▶ Given problem
Quote the entries below word for word, leaving out the pictures.
### Record list ###
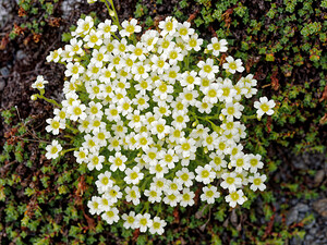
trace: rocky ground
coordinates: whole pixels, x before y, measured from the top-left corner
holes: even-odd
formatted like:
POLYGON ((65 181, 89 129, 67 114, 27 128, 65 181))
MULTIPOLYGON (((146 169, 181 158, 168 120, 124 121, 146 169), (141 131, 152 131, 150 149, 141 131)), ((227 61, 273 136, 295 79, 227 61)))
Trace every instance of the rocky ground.
MULTIPOLYGON (((62 45, 61 34, 69 29, 81 15, 81 13, 96 10, 99 5, 89 7, 84 0, 64 0, 57 5, 56 13, 61 16, 61 26, 46 29, 40 42, 26 41, 26 36, 10 40, 7 34, 13 28, 13 23, 22 20, 17 16, 17 3, 15 0, 1 0, 0 3, 0 103, 1 109, 17 107, 20 117, 41 115, 40 121, 49 117, 48 105, 43 101, 34 102, 29 100, 33 90, 31 84, 38 74, 45 75, 51 85, 49 96, 59 99, 61 96, 61 81, 63 78, 63 68, 45 62, 50 50, 62 45)), ((118 10, 121 19, 126 19, 134 11, 134 1, 120 1, 118 10)), ((98 9, 97 9, 98 10, 98 9)), ((106 10, 98 10, 106 15, 106 10)), ((41 123, 40 123, 41 124, 41 123)), ((0 126, 0 138, 3 136, 3 128, 0 126)), ((1 140, 1 144, 3 139, 1 140)), ((308 170, 315 170, 314 176, 307 176, 305 185, 311 188, 327 185, 327 159, 325 155, 290 156, 287 150, 281 158, 290 162, 286 167, 281 166, 275 179, 269 183, 268 188, 276 189, 275 180, 280 183, 291 183, 296 181, 296 174, 308 170), (292 169, 288 169, 292 166, 292 169)), ((276 222, 286 219, 287 225, 294 225, 312 215, 312 222, 304 225, 306 234, 304 240, 292 238, 291 245, 327 245, 327 193, 319 191, 315 199, 296 198, 288 196, 280 189, 279 198, 276 199, 276 222), (287 213, 281 213, 281 206, 288 204, 287 213)), ((300 226, 301 228, 301 226, 300 226)), ((302 228, 301 228, 302 229, 302 228)))

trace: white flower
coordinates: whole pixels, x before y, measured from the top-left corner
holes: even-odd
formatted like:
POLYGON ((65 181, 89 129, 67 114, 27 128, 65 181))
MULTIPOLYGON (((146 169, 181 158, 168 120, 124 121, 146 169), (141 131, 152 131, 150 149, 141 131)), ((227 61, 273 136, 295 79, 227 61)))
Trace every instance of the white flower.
###
▶ Response to this task
trace: rocky ground
coordinates: whole pixels, x before y, measured from the top-left corner
holes: even-odd
formatted like:
POLYGON ((65 181, 89 129, 67 114, 27 128, 65 181))
MULTIPOLYGON (((146 169, 181 158, 168 120, 124 121, 146 169), (141 131, 152 131, 150 149, 141 131)), ((227 61, 273 136, 295 79, 227 61)))
Trace every instance of the rocky ground.
MULTIPOLYGON (((62 45, 61 34, 69 29, 81 15, 81 13, 96 10, 99 5, 89 7, 84 0, 64 0, 57 5, 56 13, 61 16, 61 26, 46 29, 40 42, 26 41, 26 36, 10 40, 7 34, 13 28, 13 23, 22 20, 17 16, 17 3, 15 0, 1 0, 0 3, 0 103, 1 109, 17 107, 20 117, 41 115, 40 121, 49 117, 48 105, 43 101, 34 102, 29 100, 33 90, 31 84, 38 74, 45 75, 51 85, 49 96, 59 99, 61 96, 61 81, 63 78, 63 68, 45 62, 50 50, 62 45)), ((118 10, 121 19, 126 19, 134 11, 134 1, 120 1, 118 10)), ((98 9, 97 9, 98 10, 98 9)), ((106 10, 98 10, 106 15, 106 10)), ((41 123, 40 123, 41 124, 41 123)), ((0 126, 0 138, 3 136, 3 128, 0 126)), ((1 140, 1 144, 3 139, 1 140)), ((308 170, 315 170, 314 176, 307 176, 305 185, 311 188, 327 185, 327 159, 325 155, 290 156, 287 150, 281 158, 290 162, 286 167, 281 166, 275 179, 269 183, 268 188, 276 189, 275 180, 280 183, 291 183, 296 181, 296 174, 308 170), (292 169, 288 169, 292 166, 292 169)), ((276 222, 286 219, 287 225, 294 225, 312 215, 312 222, 304 225, 306 234, 304 240, 292 238, 291 245, 327 245, 327 193, 319 191, 315 199, 296 198, 288 196, 280 189, 279 198, 276 199, 276 222), (287 213, 281 213, 281 206, 288 204, 287 213)), ((300 226, 301 228, 301 226, 300 226)), ((302 228, 301 228, 302 229, 302 228)))

trace: white flower
coordinates: whole pixels, x before y, measured from the top-left corner
holes: even-odd
formatted like:
POLYGON ((65 181, 89 129, 67 114, 27 128, 65 181))
MULTIPOLYGON (((146 169, 181 158, 168 120, 124 121, 146 169), (141 131, 152 131, 150 149, 141 131)), ((227 61, 273 136, 295 79, 227 61)))
Trace every instance of the white flower.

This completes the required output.